> **Selection**
---

FILE - A bag containing the body of a migrant who died in an unsuccessful crossing of the Mediterranean Sea is seen in the twon of Qarabulli, east of the capital Tripoli, Libya, June 2, 2019.
FILE - A bag containing the body of a migrant who died in an unsuccessful crossing of the Mediterranean Sea is seen in the twon of Qarabulli, east of the capital Tripoli, Libya, June 2, 2019.

The International Organization for Migration reports fatalities from a shipwreck Monday off the coast of the Italian island of Lampedusa has pushed the migrant death toll on the Mediterranean Sea this year to 1071.

The boat, which capsized seven miles from the coast of Lampedusa, reportedly departed from Tunisia with between 50 and 55 people aboard. Some of the 22 survivors of the accident testified passengers included 15 Tunisians, as well as West African migrants.

Authorities say the Italian Coast Guard has recovered 13 bodies, all of them women, who came from Ivory Coast, Burkina Faso and Guinea. International Organization for Migration spokesman Joel Millman says 17 migrants remain missing, including more women and at least two children. He says the missing are believed to be nationals of Ivory Coast, Cameroon, Guinea Conakry and Tunisia.

---

> **Data supplied**
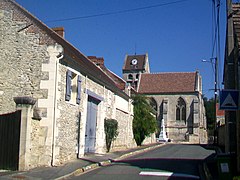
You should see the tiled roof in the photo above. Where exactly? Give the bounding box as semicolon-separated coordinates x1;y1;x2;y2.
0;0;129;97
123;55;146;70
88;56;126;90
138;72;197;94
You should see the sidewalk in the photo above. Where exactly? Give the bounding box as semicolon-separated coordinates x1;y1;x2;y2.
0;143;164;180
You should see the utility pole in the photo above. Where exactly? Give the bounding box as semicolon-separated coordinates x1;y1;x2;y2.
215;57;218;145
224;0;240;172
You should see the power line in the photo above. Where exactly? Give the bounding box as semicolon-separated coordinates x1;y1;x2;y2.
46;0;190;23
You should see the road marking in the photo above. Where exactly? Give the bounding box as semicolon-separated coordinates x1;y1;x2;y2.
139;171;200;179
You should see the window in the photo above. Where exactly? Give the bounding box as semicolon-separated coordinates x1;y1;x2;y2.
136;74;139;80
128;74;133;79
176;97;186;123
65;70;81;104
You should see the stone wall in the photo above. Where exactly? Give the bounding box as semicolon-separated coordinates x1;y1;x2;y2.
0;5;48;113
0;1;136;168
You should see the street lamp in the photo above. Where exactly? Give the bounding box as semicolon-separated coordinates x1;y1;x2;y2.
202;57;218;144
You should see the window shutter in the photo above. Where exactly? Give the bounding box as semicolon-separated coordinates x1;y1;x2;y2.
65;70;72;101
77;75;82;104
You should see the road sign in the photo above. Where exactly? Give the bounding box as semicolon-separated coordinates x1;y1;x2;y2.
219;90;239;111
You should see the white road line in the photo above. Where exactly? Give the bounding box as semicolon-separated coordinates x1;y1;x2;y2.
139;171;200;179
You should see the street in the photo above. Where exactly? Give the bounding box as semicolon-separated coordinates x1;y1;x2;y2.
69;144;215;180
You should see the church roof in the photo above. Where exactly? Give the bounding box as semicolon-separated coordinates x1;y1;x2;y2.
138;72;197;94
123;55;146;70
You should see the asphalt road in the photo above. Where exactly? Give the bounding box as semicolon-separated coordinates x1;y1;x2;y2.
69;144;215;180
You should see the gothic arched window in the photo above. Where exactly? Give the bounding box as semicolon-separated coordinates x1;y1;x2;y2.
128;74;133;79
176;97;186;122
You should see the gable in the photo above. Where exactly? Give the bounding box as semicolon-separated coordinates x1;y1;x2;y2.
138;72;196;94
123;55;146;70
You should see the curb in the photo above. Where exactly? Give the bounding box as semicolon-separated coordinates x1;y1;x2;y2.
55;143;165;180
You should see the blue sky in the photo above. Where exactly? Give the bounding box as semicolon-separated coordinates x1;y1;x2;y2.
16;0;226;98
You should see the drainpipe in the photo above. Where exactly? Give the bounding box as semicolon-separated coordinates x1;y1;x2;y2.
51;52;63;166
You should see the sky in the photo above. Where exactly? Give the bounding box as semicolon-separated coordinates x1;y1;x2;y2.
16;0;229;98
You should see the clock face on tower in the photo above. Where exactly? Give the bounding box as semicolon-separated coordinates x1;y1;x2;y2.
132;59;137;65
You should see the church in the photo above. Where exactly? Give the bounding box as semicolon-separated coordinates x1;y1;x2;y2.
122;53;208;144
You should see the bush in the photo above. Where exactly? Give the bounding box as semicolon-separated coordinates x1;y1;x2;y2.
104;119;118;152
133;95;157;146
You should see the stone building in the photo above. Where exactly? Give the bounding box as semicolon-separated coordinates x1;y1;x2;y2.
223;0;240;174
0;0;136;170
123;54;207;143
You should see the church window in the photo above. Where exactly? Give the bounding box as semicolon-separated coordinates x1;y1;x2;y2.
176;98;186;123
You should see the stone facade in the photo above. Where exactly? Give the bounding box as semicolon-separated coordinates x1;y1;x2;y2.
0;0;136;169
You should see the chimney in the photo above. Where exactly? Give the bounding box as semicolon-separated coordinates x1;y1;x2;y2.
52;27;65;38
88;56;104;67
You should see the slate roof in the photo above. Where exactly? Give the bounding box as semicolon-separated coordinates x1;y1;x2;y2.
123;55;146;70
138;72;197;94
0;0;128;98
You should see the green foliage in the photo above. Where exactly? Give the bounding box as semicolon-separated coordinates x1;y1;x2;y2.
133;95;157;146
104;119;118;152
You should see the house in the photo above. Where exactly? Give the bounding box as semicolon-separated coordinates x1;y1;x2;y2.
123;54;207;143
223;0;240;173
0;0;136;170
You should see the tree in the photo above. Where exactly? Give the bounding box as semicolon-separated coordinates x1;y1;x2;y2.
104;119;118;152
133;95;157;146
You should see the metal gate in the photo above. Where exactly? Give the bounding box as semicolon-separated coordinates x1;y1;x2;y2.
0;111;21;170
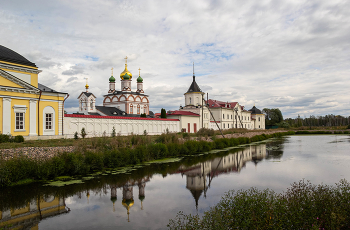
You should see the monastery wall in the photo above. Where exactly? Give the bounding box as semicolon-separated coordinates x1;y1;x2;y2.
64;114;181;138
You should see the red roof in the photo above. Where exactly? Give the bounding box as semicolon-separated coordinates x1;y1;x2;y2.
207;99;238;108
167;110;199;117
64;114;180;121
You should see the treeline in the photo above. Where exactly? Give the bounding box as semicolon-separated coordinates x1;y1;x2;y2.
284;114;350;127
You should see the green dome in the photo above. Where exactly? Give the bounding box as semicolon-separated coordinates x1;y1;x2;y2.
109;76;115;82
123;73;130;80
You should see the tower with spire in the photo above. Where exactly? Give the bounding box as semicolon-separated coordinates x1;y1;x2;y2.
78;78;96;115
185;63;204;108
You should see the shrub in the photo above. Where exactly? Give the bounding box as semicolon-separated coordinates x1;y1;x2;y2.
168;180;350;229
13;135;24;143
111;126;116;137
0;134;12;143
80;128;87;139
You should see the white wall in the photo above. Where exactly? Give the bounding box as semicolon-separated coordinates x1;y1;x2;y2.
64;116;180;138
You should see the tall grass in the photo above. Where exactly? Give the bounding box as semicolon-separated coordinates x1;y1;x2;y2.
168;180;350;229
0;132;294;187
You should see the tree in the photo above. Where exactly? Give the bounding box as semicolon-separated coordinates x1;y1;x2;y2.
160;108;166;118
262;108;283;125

---

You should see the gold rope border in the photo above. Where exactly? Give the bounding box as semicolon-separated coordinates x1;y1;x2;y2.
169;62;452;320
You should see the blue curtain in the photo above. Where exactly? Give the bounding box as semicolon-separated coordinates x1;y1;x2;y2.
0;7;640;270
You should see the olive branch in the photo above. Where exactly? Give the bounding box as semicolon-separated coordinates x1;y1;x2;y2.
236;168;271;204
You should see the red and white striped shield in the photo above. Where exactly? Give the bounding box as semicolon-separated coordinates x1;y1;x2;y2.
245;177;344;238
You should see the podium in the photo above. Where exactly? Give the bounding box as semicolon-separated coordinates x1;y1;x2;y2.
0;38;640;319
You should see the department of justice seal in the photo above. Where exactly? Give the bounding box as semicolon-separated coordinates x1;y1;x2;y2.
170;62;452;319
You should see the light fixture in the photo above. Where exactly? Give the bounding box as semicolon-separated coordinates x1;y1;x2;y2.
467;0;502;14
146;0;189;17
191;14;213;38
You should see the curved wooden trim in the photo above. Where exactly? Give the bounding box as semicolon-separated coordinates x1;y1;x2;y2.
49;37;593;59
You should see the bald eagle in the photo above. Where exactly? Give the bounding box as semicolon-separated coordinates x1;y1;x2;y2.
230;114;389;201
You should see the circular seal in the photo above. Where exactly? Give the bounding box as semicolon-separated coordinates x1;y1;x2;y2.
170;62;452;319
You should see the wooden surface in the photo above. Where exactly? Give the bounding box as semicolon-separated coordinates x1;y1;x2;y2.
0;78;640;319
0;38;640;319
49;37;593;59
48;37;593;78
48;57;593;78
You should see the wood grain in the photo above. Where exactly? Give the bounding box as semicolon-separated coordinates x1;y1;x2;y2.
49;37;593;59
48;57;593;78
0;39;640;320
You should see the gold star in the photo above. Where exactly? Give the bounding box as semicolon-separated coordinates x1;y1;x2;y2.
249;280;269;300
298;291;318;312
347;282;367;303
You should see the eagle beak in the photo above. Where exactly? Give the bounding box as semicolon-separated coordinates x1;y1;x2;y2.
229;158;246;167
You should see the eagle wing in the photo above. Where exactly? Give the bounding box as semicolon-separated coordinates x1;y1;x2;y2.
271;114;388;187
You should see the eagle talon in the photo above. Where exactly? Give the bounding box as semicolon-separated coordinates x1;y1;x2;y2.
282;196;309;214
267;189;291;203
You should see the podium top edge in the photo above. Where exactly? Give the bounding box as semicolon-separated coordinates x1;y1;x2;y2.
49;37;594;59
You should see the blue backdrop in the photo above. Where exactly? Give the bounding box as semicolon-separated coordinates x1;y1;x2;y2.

---

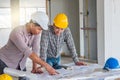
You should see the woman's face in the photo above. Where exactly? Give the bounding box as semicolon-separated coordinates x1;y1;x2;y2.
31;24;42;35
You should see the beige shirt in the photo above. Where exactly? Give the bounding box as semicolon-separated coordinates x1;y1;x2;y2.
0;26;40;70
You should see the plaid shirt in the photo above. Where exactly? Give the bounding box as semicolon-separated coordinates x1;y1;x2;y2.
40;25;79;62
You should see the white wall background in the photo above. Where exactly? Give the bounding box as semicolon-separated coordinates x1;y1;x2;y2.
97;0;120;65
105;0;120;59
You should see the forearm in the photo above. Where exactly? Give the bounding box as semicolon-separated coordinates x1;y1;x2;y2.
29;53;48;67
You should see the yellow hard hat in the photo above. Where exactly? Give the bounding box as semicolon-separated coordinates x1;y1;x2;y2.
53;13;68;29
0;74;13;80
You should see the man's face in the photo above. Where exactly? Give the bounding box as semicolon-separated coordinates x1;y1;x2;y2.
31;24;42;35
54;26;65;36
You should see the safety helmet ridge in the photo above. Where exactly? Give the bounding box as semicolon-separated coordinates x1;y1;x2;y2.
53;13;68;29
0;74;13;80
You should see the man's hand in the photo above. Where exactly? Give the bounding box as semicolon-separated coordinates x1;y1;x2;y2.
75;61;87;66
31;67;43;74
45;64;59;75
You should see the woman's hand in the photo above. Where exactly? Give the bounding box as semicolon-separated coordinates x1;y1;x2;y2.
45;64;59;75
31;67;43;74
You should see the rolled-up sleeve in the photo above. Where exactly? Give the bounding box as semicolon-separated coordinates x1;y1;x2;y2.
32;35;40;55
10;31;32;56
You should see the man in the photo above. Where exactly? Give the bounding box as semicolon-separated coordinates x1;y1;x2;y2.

---

> **Given task 1**
In the shipwreck report, condense the paragraph that begins "The boat, which capsized" into a shorter version that keeps its main facts.
> **Given task 2**
In the rows, take the stretch from the line containing "You should see the metal" through the line containing "64;114;180;121" and substitute "image" for "photo" throughout. Give those lines again with the pictures left out.

> **Full solution 1**
The boat left Tunisia with 50 to 55 people aboard and capsized seven miles off Lampedusa. Some of the 22 survivors said the passengers included 15 Tunisians and West African migrants.

> **Full solution 2**
You should see the metal gate in the image above. Where exactly? Give the bounding box as semicolon-separated coordinates x1;y1;x2;y2.
0;111;21;170
You should see the monastery wall in the image above. Where exactly? Give the bounding box as semicolon-separated coordinates x1;y1;x2;y2.
64;114;181;138
You should see the red roof in the image above. Where exactly? Give the bounding box as semicolon-separated coordinates x1;y1;x2;y2.
207;99;238;108
167;110;199;117
64;114;180;121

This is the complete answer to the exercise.